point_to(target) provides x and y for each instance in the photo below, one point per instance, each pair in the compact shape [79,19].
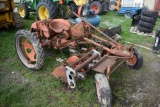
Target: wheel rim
[25,51]
[132,61]
[95,8]
[98,92]
[128,15]
[43,13]
[21,11]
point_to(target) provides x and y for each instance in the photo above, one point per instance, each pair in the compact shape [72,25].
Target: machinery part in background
[137,16]
[46,9]
[112,5]
[157,42]
[113,30]
[89,15]
[146,24]
[23,10]
[100,7]
[94,20]
[143,29]
[149,13]
[29,49]
[8,18]
[147,21]
[103,90]
[136,61]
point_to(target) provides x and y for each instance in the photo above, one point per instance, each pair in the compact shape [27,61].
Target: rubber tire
[148,19]
[26,9]
[17,20]
[99,5]
[36,45]
[112,3]
[146,24]
[106,97]
[154,14]
[50,6]
[73,8]
[130,13]
[143,29]
[139,62]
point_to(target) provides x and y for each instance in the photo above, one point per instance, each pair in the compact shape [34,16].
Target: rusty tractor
[87,52]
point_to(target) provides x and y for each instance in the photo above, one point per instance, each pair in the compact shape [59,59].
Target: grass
[20,86]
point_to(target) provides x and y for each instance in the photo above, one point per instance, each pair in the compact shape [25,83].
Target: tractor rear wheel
[96,6]
[23,10]
[136,61]
[46,10]
[29,49]
[103,90]
[17,20]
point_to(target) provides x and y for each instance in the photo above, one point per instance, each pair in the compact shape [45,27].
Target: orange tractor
[87,52]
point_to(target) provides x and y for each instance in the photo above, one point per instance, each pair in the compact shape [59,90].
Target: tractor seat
[58,27]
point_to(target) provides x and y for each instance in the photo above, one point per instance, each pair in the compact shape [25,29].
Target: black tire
[51,8]
[112,5]
[146,24]
[96,6]
[143,29]
[128,14]
[72,7]
[23,6]
[103,91]
[17,20]
[21,51]
[139,60]
[148,19]
[148,13]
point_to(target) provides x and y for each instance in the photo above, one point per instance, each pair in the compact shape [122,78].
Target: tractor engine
[53,33]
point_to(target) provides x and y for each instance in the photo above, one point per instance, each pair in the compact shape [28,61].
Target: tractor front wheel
[23,10]
[29,49]
[46,10]
[103,90]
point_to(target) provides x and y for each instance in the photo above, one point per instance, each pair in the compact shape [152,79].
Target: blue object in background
[128,11]
[94,20]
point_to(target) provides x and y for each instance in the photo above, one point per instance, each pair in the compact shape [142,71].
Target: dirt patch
[142,87]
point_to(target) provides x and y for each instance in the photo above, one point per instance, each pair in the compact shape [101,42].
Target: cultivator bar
[88,51]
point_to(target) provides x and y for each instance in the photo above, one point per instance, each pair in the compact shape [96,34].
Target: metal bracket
[71,73]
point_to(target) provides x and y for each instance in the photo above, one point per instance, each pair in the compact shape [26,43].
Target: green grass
[20,86]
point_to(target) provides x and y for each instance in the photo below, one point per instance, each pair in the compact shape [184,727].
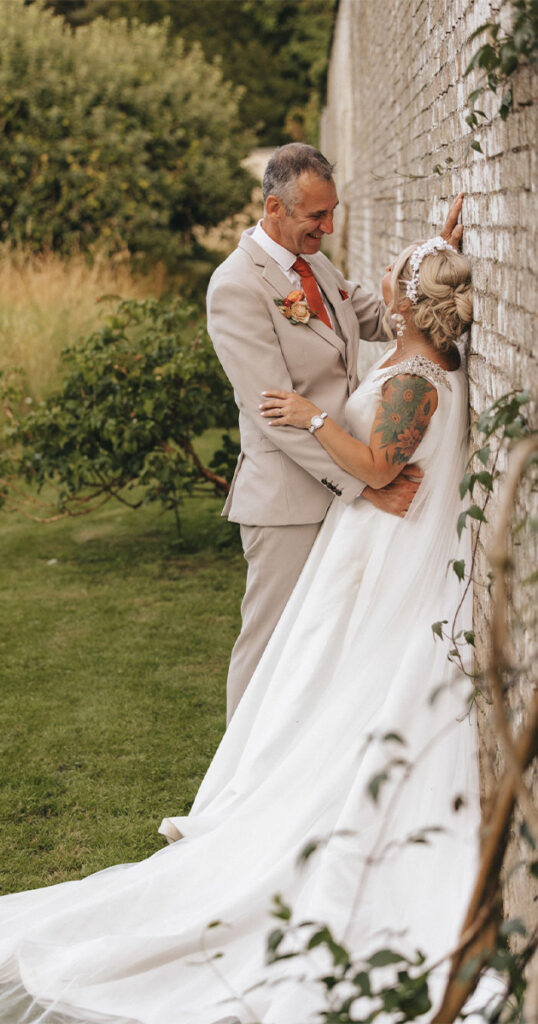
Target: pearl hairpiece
[431,246]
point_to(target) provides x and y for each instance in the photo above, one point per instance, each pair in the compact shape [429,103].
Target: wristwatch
[317,422]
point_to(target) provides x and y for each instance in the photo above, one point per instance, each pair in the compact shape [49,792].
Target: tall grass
[47,302]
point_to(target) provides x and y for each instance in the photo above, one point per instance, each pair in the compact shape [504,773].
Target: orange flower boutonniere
[295,308]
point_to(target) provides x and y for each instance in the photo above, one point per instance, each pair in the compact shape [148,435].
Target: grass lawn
[114,651]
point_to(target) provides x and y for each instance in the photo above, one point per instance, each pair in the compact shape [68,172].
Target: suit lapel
[279,282]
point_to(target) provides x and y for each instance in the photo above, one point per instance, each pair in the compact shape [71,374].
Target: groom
[284,481]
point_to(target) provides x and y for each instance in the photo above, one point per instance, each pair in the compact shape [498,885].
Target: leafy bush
[277,50]
[113,132]
[134,396]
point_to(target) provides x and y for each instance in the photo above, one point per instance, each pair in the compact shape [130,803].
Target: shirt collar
[282,256]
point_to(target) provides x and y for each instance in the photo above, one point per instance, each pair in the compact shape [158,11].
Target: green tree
[134,396]
[113,132]
[277,49]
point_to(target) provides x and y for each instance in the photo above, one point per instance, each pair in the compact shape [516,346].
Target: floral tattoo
[404,415]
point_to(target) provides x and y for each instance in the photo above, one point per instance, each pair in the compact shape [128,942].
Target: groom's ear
[275,208]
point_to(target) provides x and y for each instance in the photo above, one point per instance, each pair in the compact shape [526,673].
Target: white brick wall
[396,109]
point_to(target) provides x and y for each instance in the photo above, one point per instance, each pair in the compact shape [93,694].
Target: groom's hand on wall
[451,230]
[397,497]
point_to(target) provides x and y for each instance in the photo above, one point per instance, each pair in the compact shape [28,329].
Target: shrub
[113,132]
[134,396]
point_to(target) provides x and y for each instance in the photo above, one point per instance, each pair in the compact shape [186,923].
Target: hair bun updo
[443,309]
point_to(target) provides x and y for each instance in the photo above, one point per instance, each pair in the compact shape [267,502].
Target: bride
[354,699]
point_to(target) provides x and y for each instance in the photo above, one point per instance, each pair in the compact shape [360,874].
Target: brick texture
[395,125]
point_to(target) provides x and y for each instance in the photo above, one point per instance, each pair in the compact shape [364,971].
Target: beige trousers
[275,556]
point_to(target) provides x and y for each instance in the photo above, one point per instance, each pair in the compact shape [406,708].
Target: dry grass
[47,302]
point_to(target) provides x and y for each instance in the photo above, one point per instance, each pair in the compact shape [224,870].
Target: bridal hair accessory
[295,308]
[436,245]
[400,328]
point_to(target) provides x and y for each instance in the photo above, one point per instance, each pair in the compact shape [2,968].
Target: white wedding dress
[352,662]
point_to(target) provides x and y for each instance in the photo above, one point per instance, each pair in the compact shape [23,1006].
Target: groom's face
[302,230]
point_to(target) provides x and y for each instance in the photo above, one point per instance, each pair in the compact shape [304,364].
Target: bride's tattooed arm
[408,402]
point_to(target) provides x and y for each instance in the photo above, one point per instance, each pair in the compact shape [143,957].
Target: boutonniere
[295,308]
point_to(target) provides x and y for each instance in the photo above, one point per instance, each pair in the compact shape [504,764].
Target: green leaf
[395,737]
[307,850]
[486,479]
[274,939]
[459,568]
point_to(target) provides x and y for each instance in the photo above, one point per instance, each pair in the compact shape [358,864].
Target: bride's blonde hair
[444,305]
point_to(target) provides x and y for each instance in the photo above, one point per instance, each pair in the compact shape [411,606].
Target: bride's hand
[452,231]
[287,409]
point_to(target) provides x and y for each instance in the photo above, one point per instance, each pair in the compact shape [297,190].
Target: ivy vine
[499,57]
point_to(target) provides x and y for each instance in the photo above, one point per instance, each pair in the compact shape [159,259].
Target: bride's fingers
[270,410]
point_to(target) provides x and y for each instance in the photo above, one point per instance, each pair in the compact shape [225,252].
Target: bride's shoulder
[437,373]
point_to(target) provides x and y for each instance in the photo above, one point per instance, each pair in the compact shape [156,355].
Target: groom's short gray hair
[285,167]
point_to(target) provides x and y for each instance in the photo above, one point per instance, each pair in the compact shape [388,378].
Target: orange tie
[311,289]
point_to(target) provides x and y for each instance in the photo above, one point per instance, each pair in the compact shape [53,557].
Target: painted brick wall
[396,111]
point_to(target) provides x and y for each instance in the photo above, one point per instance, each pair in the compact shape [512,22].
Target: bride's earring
[400,330]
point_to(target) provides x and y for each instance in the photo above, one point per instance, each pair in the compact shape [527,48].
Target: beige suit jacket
[283,475]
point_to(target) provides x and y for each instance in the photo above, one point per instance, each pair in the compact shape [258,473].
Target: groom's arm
[247,345]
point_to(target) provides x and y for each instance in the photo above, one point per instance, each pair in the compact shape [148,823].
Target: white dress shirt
[283,257]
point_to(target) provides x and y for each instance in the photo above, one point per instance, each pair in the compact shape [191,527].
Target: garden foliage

Written instruction. Return exactly, and only, the line containing "compact shape [159,259]." and every line after it through the end of the material.

The completed task.
point_to(target) provides x and y for each instance in the photo above, one point per instance, each pair in the compact shape [159,259].
Target: bride's fingers
[270,410]
point_to(target) provides x and y for each instance in the photo above, one point per instance, each pair in the compact shape [225,252].
Target: bride's shoulder
[437,373]
point_to(target) provides x and y for each instance in the photo above, one point per instance, each pair in the compact shape [156,355].
Target: groom's short gray hair
[285,167]
point_to(target) provides x and y for each instance in the photo above, one point per instance, each pair in the compact shape [388,378].
Target: orange tie
[311,289]
point_to(target) provides x and y for each instance in the photo above, one point per instance, each pair in the compact shape [53,557].
Target: painted brick wall
[396,111]
point_to(target) provides x and y for each instance in the photo above, one point per instance, each pair in the compact shape [512,22].
Target: bride's earring
[400,330]
point_to(target) provides x and y for each instance in the photo above, one point per instance, each pair in the compact shape [527,48].
Target: beige suit jacket
[283,475]
point_to(target) provides x and y for each instance in the photo above, one point per instance, each pair in the compact shape [258,473].
Target: groom's arm
[247,345]
point_to(target) provides x and y for each instance in the photo above, one point per instance, each pair in the compact shape [148,823].
Target: white dress shirt
[283,257]
point_to(target) provides x and y for each instance in the photo above, one point per instance, each pair in the compact shape [191,527].
Target: garden foliage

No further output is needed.